ФРАГМЕНТ ТЕКСТА =>

------------------------------------------------

Книги, написанные самой жизнью. Правин - Дарья Теплова
Шрифт:
Интервал:
Закладка:
Дарья: А если нет попутного ветра?
Правин: Либо твоя искренность не абсолютная и ты не определился с тем, что нужно, либо тебя жизнь проверяет. При искреннем взывании и усилии всё вокруг меняется. Самое тёмное время – перед рассветом.
Дарья: Ты упомянул какой-то особый метод работы с учениками твоего Учителя. В чём он заключался?
Правин: Например, когда я работал с музыкальным произведением, я его учил сначала в своём сознании. Пытался представить, как я играю, развивал своё воображение. Это уже из области духовных практик: когда через визуализацию ты вкладываешь определённую энергию в произведение. Часто такой энергии не хватает на сцене: нас отвлекает много факторов. Поэтому очень важно привнести туда своё внутреннее видение, как именно ты хочешь его исполнить.
Дарья: Насколько я понимаю, речь идет о тогда ещё советской эпохе. Несколько необычный подход для того времени…
Правин: У меня всегда было стойкое ощущение, что мир, который нам нарисовали (а я жил в СССР), не совсем настоящий, что я как будто сплю и вижу сон. Плюс встречи с такими людьми, мастерами своего дела, не дали замутнить сознание. Я ощущал наличие другой, настоящей реальности. И когда я попал в Индию, то понял, что ощущаемая мной навязывают.
Ударные инструменты – целая эпоха в жизни Правина
Дарья: Давай вернёмся немного назад. После училища ты продолжил заниматься на ударных? Почему ты остался в Смоленске и не поехал в Москву поступать?

------------------------------------------------

СТРОКИ ДАННЫХ =>

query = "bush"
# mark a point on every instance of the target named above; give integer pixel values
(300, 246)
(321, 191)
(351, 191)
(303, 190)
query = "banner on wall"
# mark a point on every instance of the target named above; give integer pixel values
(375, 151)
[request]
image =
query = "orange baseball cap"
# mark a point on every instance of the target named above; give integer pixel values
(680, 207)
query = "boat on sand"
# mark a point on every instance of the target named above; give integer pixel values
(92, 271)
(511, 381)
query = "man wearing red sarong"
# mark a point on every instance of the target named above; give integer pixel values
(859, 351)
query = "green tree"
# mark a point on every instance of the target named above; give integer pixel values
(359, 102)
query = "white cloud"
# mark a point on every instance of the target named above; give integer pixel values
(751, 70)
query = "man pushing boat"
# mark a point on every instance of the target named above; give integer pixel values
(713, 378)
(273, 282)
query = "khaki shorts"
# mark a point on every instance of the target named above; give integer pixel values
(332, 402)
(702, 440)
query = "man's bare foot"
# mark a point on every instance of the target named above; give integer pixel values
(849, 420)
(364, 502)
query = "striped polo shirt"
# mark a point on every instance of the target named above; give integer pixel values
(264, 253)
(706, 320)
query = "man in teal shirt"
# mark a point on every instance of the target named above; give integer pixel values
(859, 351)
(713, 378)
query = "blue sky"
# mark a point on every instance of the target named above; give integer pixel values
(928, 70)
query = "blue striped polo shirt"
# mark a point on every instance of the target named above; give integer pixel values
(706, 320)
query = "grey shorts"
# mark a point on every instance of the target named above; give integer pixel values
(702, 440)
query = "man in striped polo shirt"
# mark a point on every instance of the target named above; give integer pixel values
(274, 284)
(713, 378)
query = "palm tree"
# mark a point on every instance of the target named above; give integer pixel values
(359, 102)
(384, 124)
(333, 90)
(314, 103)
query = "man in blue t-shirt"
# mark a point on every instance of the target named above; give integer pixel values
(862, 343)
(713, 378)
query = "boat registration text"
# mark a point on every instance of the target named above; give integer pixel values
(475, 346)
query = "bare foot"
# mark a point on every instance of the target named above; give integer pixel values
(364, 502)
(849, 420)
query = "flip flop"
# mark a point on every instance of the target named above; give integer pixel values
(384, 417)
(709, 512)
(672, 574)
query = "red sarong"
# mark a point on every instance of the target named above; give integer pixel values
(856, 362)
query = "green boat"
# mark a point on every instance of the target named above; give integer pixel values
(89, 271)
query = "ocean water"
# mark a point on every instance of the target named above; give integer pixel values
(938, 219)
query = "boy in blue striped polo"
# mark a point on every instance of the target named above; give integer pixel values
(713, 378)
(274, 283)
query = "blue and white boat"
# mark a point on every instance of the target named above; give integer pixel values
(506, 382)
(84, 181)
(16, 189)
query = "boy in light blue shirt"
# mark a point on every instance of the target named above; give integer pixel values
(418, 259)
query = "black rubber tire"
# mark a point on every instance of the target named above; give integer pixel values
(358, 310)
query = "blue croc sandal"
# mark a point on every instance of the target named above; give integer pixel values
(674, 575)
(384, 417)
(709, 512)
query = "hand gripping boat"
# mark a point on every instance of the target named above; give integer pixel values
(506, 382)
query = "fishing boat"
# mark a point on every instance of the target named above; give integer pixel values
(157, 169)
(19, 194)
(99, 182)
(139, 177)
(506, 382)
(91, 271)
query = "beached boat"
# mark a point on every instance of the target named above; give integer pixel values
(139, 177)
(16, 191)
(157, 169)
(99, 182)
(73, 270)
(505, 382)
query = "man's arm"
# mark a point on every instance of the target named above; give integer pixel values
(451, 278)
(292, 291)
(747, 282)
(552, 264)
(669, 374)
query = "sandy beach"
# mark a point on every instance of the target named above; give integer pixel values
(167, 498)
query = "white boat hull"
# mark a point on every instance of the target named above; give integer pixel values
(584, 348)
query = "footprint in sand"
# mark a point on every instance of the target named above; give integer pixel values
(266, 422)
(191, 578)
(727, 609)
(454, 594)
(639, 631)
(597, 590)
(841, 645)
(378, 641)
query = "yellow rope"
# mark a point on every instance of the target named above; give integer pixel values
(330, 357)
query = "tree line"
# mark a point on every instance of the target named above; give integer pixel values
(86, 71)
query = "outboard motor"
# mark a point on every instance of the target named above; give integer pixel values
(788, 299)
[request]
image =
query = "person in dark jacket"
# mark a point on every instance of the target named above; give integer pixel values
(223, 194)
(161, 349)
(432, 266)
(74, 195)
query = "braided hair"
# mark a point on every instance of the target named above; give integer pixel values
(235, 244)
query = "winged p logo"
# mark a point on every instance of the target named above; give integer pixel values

------------------------------------------------

ЧТО НУЖНО СДЕЛАТЬ =>
**1.** Продублируйте из интервью с Правином всё от «Правин: Либо твоя» и ниже, вплоть до «хочешь его исполнить.».
**2.** Продолжите интервью с Правином дальше его последней фразы.

РЕЗУЛЬТАТЫ ВЫПОЛНЕНИЯ =>
**1.**
Правин: Либо твоя искренность не абсолютная и ты не определился с тем, что нужно, либо тебя жизнь проверяет. При искреннем взывании и усилии всё вокруг меняется. Самое тёмное время – перед рассветом.
Дарья: Ты упомянул какой-то особый метод работы с учениками твоего Учителя. В чём он заключался?
Правин: Например, когда я работал с музыкальным произведением, я его учил сначала в своём сознании. Пытался представить, как я играю, развивал своё воображение. Это уже из области духовных практик: когда через визуализацию ты вкладываешь определённую энергию в произведение. Часто такой энергии не хватает на сцене: нас отвлекает много факторов. Поэтому очень важно привнести туда своё внутреннее видение, как именно ты хочешь его исполнить.

**2.**
Правин: Совершенно верно, в училище я занимался ударными инструментами. Что касается Москвы, как-то не очень она меня привлекала. В провинции же ритм жизни другой совсем, нет такой суеты… Хотя в те годы после Смоленского музыкального училища многие выпускники поступали в Гнесинку, в Московскую Консерваторию им. П. И. Чайковского и другие престижные музыкальные ВУЗы. В училище был очень хороший педагогический состав.
Дарья: В конце концов ты всё-таки переехал в Москву. Как это случилось?
Правин: В основном благодаря друзьям, которых здесь немало. Интересовался йогой, ездил на семинары. А крупные мероприятия проходят часто именно в Москве. Но переезжать сюда насовсем мне не хотелось. В итоге я поступил в консерваторию в Саратов. В Саратове я играл в разных оркестрах, иногда даже в качестве солиста. Так я закончил консерваторию экстерном за четыре года. По окончании её мне предложили поступить в аспирантуру уже в Москву, и я всё-таки отправился в путь, но до аспирантуры так и не доехал – не хотел больше заниматься академической музыкой.
Дарья: Почему ты ушёл из академической музыки в этнику?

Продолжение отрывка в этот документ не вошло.